> **RECORDS SHOWN**:
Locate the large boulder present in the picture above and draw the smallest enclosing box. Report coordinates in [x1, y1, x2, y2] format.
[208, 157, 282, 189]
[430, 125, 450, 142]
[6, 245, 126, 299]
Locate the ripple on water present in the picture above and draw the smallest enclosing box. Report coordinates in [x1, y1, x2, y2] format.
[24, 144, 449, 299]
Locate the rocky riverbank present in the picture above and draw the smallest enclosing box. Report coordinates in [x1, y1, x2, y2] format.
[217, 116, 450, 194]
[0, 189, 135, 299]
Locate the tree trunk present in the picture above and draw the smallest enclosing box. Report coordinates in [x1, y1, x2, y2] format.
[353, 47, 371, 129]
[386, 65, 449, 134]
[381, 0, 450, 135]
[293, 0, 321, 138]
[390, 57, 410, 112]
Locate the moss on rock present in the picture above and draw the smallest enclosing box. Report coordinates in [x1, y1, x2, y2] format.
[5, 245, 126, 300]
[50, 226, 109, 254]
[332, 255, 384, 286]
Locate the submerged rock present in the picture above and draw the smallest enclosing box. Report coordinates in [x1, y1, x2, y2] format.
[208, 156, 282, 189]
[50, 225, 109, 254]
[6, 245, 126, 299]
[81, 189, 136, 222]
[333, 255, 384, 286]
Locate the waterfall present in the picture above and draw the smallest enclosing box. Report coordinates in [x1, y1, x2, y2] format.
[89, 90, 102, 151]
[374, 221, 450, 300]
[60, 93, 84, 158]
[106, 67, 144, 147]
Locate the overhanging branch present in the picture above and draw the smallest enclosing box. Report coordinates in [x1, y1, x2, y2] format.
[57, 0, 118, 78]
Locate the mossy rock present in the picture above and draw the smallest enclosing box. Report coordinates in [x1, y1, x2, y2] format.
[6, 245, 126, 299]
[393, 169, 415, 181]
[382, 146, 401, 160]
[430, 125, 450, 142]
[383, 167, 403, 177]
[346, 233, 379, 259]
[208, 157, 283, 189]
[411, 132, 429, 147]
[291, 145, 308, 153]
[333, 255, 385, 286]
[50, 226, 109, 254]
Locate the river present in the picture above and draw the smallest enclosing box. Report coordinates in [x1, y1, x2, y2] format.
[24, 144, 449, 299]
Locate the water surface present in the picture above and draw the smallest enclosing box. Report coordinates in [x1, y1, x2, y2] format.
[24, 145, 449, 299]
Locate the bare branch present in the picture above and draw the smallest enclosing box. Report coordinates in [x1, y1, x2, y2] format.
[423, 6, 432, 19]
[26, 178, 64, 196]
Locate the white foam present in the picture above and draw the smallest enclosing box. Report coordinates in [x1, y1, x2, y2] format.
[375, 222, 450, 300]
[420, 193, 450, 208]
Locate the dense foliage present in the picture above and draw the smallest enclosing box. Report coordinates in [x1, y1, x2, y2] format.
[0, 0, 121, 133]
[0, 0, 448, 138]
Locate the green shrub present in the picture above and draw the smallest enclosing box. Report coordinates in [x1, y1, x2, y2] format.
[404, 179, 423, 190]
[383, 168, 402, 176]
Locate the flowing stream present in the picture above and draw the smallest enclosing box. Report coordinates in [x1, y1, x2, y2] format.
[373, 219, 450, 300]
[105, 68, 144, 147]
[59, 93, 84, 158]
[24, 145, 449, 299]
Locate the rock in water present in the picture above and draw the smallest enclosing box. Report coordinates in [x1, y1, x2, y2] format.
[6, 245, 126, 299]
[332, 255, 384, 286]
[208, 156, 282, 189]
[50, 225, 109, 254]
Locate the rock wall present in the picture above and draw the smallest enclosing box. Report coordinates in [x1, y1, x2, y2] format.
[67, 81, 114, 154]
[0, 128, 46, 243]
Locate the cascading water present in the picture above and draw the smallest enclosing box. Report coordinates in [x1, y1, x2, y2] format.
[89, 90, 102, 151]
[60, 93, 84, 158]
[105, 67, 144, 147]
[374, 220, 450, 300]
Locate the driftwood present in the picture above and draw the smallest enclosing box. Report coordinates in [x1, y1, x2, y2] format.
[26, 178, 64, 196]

> **WHAT TO PRODUCE**:
Each line shown above must be repeated exactly.

> **RESPONSE TO THIS TASK**:
Locate the large boulder present in the picture above and draw the smallest enclosing box. Report coordinates in [x1, y1, x2, y2] format.
[208, 157, 282, 189]
[430, 125, 450, 142]
[6, 245, 126, 299]
Locate the ripple on water present in the picture above and draw the smallest enclosing box. Report coordinates in [x1, y1, x2, y2] format.
[24, 144, 449, 299]
Locate the rocky riverbank present in the picture above and draw the smallest enclosing box. Report coordinates in [x1, y1, x2, y2] format.
[217, 116, 450, 194]
[0, 189, 135, 299]
Locate the tree trunk present in the picture above and draw the smallest enclosing box. Report coordinates in [x1, y1, x2, y2] format.
[353, 47, 371, 129]
[386, 65, 449, 134]
[381, 0, 450, 135]
[293, 0, 321, 138]
[390, 57, 410, 112]
Locate the moss on rock present in the picture above and draw the smallest enclosing box. Report coordinates in [x1, y1, x2, y2] format.
[5, 245, 126, 300]
[50, 226, 109, 254]
[332, 255, 384, 286]
Locate the submerged rock present in the picture above and draw the smallest enclosing box. Report coordinates in [x1, y1, x2, y2] format.
[208, 156, 282, 189]
[50, 225, 109, 254]
[6, 245, 126, 299]
[81, 189, 136, 222]
[333, 255, 384, 286]
Locate the waterfall present in the picture above and draw the smallest enclosing box. Report coordinates in [x1, y1, x2, y2] format.
[89, 90, 102, 151]
[374, 221, 450, 300]
[60, 93, 84, 158]
[106, 67, 144, 147]
Locate the overhanging branch present in the picture above and draw the smallest enclosing box. Report coordinates in [x1, y1, x2, y2] format.
[57, 0, 118, 78]
Locate the mossy rock present in the picture above and draw the smallest enclosing box. Report coordinates in [x1, y1, x2, y2] format.
[6, 245, 126, 299]
[393, 169, 415, 181]
[382, 146, 401, 160]
[430, 125, 450, 142]
[383, 167, 403, 177]
[346, 233, 379, 259]
[208, 157, 283, 189]
[411, 132, 429, 147]
[291, 145, 308, 153]
[333, 255, 385, 286]
[50, 226, 109, 254]
Locate the river present in the picture above and draw the smallest enclosing box. Report coordinates in [x1, y1, x2, y2] format.
[24, 144, 449, 299]
Locate the water surface present in the picture above and draw the smallest enclosing box. Report coordinates in [x1, y1, x2, y2] format.
[24, 145, 449, 299]
Locate the bare branch present in the picture above and draw the smallest enclosing box. Report coordinates in [x1, y1, x2, y2] format.
[423, 6, 432, 19]
[26, 178, 64, 196]
Locate the white foam present in the picture above and draw the smallest enclosing box. Report coordinates in [x1, y1, x2, y2] format.
[375, 222, 450, 300]
[420, 193, 450, 208]
Locate the dense foliage present in the picture above and draw the smallest enclosing box. Report coordinates in [x1, y1, x2, y2] format.
[0, 0, 121, 133]
[0, 0, 448, 138]
Locate the green shrub present in the picture above and draw the smallest enclosing box. Report coordinates in [x1, y1, x2, y2] format.
[404, 179, 423, 190]
[383, 168, 402, 176]
Locate the flowing stream present in the picture above and draw the smallest enclosing box. Report coordinates in [x1, y1, x2, y2] format.
[373, 219, 450, 300]
[105, 68, 144, 147]
[59, 93, 84, 158]
[24, 145, 449, 299]
Locate the rock in water present in the picture above and draw the smallest enclosing box. Report coordinates in [x1, y1, x2, y2] format.
[6, 245, 126, 299]
[332, 255, 384, 286]
[208, 156, 282, 189]
[50, 225, 109, 254]
Locate the rock wall present in the picture above and draw the smallest enclosing box. Report coordinates in [x1, y1, x2, y2] format.
[67, 81, 114, 154]
[0, 128, 46, 243]
Locate the cascading water present in the picture above and draw the smallest enclosing box. Report coordinates in [x1, y1, x2, y2] format.
[89, 90, 102, 151]
[60, 93, 84, 158]
[105, 67, 144, 147]
[374, 220, 450, 300]
Locate the driftwood present in the picture above and draw the smallest enclosing box. Report coordinates in [x1, y1, x2, y2] format.
[26, 178, 64, 196]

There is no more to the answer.